* OBJECTIVE *
Copy all of the records below verbatim.

* INPUT DATA *
--- BEGIN ---

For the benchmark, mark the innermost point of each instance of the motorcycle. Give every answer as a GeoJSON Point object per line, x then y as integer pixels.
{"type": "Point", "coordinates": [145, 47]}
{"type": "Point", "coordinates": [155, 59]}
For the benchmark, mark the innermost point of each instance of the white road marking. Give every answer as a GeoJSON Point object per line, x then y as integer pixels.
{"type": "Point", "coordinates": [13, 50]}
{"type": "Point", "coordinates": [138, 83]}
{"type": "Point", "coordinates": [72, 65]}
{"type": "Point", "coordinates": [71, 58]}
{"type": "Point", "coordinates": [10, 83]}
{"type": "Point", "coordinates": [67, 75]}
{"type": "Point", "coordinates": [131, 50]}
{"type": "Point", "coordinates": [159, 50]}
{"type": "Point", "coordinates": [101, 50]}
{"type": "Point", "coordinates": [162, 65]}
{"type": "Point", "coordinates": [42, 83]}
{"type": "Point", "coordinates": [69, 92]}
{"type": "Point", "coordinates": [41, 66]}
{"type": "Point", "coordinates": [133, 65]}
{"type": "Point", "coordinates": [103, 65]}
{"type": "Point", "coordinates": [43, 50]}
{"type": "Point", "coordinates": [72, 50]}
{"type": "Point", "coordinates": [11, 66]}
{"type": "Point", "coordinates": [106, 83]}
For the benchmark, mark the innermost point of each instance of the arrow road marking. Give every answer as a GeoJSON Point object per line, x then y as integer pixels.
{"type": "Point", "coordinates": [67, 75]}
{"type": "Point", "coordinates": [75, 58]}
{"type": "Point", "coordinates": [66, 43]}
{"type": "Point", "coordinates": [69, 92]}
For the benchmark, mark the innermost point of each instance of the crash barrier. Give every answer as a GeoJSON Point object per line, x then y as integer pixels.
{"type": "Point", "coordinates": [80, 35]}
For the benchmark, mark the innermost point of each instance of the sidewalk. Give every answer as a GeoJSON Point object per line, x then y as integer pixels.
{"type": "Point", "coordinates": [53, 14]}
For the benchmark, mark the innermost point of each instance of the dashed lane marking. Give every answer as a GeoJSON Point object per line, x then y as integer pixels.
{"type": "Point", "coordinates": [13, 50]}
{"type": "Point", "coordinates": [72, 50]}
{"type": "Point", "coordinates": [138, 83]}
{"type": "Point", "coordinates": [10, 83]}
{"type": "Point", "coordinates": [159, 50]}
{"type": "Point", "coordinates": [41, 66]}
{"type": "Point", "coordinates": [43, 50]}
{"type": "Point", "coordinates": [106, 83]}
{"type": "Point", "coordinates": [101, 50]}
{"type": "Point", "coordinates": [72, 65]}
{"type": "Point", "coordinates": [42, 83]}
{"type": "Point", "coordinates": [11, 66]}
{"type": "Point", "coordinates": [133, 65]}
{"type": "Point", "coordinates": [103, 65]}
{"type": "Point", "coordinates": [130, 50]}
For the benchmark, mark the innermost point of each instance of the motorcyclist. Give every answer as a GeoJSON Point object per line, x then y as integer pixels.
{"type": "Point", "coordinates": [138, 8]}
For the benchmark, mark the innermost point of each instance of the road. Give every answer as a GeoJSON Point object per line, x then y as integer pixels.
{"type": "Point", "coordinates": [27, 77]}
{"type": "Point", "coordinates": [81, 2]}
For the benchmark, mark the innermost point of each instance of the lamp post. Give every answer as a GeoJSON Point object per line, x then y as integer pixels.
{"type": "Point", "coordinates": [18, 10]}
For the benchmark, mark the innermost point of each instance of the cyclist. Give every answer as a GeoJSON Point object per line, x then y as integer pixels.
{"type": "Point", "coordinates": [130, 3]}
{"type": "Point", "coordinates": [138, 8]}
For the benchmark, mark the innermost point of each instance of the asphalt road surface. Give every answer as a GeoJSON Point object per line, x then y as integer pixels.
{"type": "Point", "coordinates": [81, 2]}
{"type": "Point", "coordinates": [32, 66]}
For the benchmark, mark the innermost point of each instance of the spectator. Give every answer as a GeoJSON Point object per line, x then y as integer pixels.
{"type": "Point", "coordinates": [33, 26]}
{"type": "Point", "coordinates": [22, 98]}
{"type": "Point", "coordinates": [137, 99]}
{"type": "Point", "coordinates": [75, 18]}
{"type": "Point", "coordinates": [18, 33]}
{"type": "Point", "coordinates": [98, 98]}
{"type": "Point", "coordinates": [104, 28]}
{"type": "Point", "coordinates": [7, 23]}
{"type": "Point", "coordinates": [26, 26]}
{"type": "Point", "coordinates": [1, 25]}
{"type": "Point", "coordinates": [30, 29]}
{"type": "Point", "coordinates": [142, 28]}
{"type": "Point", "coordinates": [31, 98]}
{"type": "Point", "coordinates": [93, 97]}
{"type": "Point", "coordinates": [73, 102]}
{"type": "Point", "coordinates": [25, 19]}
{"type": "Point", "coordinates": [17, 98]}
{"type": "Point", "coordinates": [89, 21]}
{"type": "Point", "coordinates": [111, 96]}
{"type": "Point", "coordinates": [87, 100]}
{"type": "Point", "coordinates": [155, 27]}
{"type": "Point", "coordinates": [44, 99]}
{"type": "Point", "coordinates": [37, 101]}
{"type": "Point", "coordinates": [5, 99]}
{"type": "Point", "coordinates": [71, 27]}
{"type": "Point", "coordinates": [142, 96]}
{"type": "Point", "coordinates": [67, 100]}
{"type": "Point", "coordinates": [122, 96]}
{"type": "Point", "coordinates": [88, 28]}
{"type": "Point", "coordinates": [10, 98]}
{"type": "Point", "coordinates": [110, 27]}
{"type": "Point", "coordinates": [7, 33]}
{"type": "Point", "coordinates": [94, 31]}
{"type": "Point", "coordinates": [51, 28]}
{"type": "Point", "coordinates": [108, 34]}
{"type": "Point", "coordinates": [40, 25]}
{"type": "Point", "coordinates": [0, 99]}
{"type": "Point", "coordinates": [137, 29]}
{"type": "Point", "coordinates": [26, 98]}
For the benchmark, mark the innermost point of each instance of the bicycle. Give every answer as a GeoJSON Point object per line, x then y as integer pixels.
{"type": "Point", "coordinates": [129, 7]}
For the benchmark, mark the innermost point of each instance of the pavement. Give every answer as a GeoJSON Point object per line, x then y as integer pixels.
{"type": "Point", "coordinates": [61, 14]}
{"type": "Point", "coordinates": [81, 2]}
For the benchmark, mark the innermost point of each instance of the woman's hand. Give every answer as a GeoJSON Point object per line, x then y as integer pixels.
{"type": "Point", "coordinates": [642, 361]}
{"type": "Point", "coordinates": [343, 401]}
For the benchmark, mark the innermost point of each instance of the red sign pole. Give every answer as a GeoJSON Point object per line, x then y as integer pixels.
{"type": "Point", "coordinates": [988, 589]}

--- END ---

* THE SOLUTION *
For the benchmark, mark the innermost point of each instance of the motorcycle. Give every answer as a GeoJSON Point object per line, x then y as integer pixels.
{"type": "Point", "coordinates": [145, 47]}
{"type": "Point", "coordinates": [155, 59]}
For the benchmark, mark the innermost point of each instance of the white road marking. Give every answer as a GeoJSON Point object per line, x then y as integer pixels.
{"type": "Point", "coordinates": [13, 50]}
{"type": "Point", "coordinates": [138, 83]}
{"type": "Point", "coordinates": [72, 65]}
{"type": "Point", "coordinates": [71, 58]}
{"type": "Point", "coordinates": [10, 83]}
{"type": "Point", "coordinates": [67, 75]}
{"type": "Point", "coordinates": [131, 50]}
{"type": "Point", "coordinates": [159, 50]}
{"type": "Point", "coordinates": [101, 50]}
{"type": "Point", "coordinates": [162, 65]}
{"type": "Point", "coordinates": [42, 83]}
{"type": "Point", "coordinates": [69, 92]}
{"type": "Point", "coordinates": [41, 66]}
{"type": "Point", "coordinates": [133, 65]}
{"type": "Point", "coordinates": [103, 65]}
{"type": "Point", "coordinates": [43, 50]}
{"type": "Point", "coordinates": [72, 50]}
{"type": "Point", "coordinates": [11, 66]}
{"type": "Point", "coordinates": [106, 83]}
For the benchmark, mark the innermost point of each instance of the arrow road marking. Give every answer as a GeoJSON Point object per line, x then y as integer pixels.
{"type": "Point", "coordinates": [67, 75]}
{"type": "Point", "coordinates": [75, 58]}
{"type": "Point", "coordinates": [66, 43]}
{"type": "Point", "coordinates": [69, 92]}
For the benchmark, mark the innermost point of each instance of the crash barrier. Give every answer as a GeoJSON Point object per line, x then y as integer pixels.
{"type": "Point", "coordinates": [80, 35]}
For the benchmark, mark the innermost point of each instance of the sidewalk. Give every answer as a GeoJSON Point object per line, x then y as integer pixels.
{"type": "Point", "coordinates": [53, 14]}
For the benchmark, mark the innermost point of each instance of the dashed lane marking. Give every answer as a GeoJSON Point object per line, x then y as integer pixels.
{"type": "Point", "coordinates": [13, 50]}
{"type": "Point", "coordinates": [72, 50]}
{"type": "Point", "coordinates": [138, 83]}
{"type": "Point", "coordinates": [10, 83]}
{"type": "Point", "coordinates": [159, 50]}
{"type": "Point", "coordinates": [41, 66]}
{"type": "Point", "coordinates": [43, 50]}
{"type": "Point", "coordinates": [106, 83]}
{"type": "Point", "coordinates": [101, 50]}
{"type": "Point", "coordinates": [72, 65]}
{"type": "Point", "coordinates": [42, 83]}
{"type": "Point", "coordinates": [11, 66]}
{"type": "Point", "coordinates": [133, 65]}
{"type": "Point", "coordinates": [103, 65]}
{"type": "Point", "coordinates": [130, 50]}
For the benchmark, mark the innermost point of each instance of the motorcyclist. Give every answer as a GeoJSON Point object per line, x then y as integer pixels.
{"type": "Point", "coordinates": [138, 8]}
For the benchmark, mark the innermost point of each instance of the road. Give every answer as a GeoJSON Point object per line, x then y as integer pixels.
{"type": "Point", "coordinates": [27, 77]}
{"type": "Point", "coordinates": [81, 2]}
For the benchmark, mark the innermost point of each instance of the lamp post. Give every answer as a GeoJSON Point object per line, x then y as integer pixels.
{"type": "Point", "coordinates": [18, 10]}
For the benchmark, mark the innermost point of each instance of the cyclist. Give every answer as a GeoJSON Point object per line, x then y as integer pixels.
{"type": "Point", "coordinates": [130, 3]}
{"type": "Point", "coordinates": [138, 8]}
For the benchmark, mark the innermost point of each instance of the asphalt road surface. Give every answer as a GeoJSON Point object per line, x then y as integer pixels.
{"type": "Point", "coordinates": [81, 2]}
{"type": "Point", "coordinates": [32, 66]}
For the benchmark, mark the innermost point of each instance of the spectator. Give every answer as a GeoJSON Point object per line, x then y as integer pixels.
{"type": "Point", "coordinates": [33, 26]}
{"type": "Point", "coordinates": [22, 98]}
{"type": "Point", "coordinates": [137, 99]}
{"type": "Point", "coordinates": [75, 18]}
{"type": "Point", "coordinates": [18, 33]}
{"type": "Point", "coordinates": [98, 98]}
{"type": "Point", "coordinates": [104, 28]}
{"type": "Point", "coordinates": [7, 23]}
{"type": "Point", "coordinates": [26, 26]}
{"type": "Point", "coordinates": [1, 25]}
{"type": "Point", "coordinates": [30, 29]}
{"type": "Point", "coordinates": [142, 28]}
{"type": "Point", "coordinates": [31, 98]}
{"type": "Point", "coordinates": [93, 97]}
{"type": "Point", "coordinates": [73, 102]}
{"type": "Point", "coordinates": [25, 19]}
{"type": "Point", "coordinates": [17, 98]}
{"type": "Point", "coordinates": [89, 21]}
{"type": "Point", "coordinates": [111, 96]}
{"type": "Point", "coordinates": [87, 100]}
{"type": "Point", "coordinates": [155, 27]}
{"type": "Point", "coordinates": [44, 99]}
{"type": "Point", "coordinates": [37, 101]}
{"type": "Point", "coordinates": [5, 99]}
{"type": "Point", "coordinates": [71, 27]}
{"type": "Point", "coordinates": [142, 96]}
{"type": "Point", "coordinates": [67, 100]}
{"type": "Point", "coordinates": [122, 96]}
{"type": "Point", "coordinates": [88, 28]}
{"type": "Point", "coordinates": [10, 98]}
{"type": "Point", "coordinates": [110, 27]}
{"type": "Point", "coordinates": [7, 33]}
{"type": "Point", "coordinates": [94, 31]}
{"type": "Point", "coordinates": [51, 28]}
{"type": "Point", "coordinates": [108, 34]}
{"type": "Point", "coordinates": [40, 25]}
{"type": "Point", "coordinates": [0, 99]}
{"type": "Point", "coordinates": [137, 29]}
{"type": "Point", "coordinates": [26, 98]}
For the benchmark, mark the innermost point of each instance of the bicycle. Give every answer as a GeoJSON Point object per line, x then y as integer pixels.
{"type": "Point", "coordinates": [129, 7]}
For the benchmark, mark the innermost point of each instance of the pavement. Give every answer as a GeoJSON Point object per line, x then y as integer pixels.
{"type": "Point", "coordinates": [61, 14]}
{"type": "Point", "coordinates": [81, 2]}
For the benchmark, mark the innermost point of each instance of the woman's hand. Give every answer as a GeoJSON Point object per line, x then y as integer pixels.
{"type": "Point", "coordinates": [642, 361]}
{"type": "Point", "coordinates": [343, 401]}
For the benchmark, mark the innermost point of each instance of the red sign pole. Give every answer as a GeoJSON Point object per line, x then y as integer pixels.
{"type": "Point", "coordinates": [988, 589]}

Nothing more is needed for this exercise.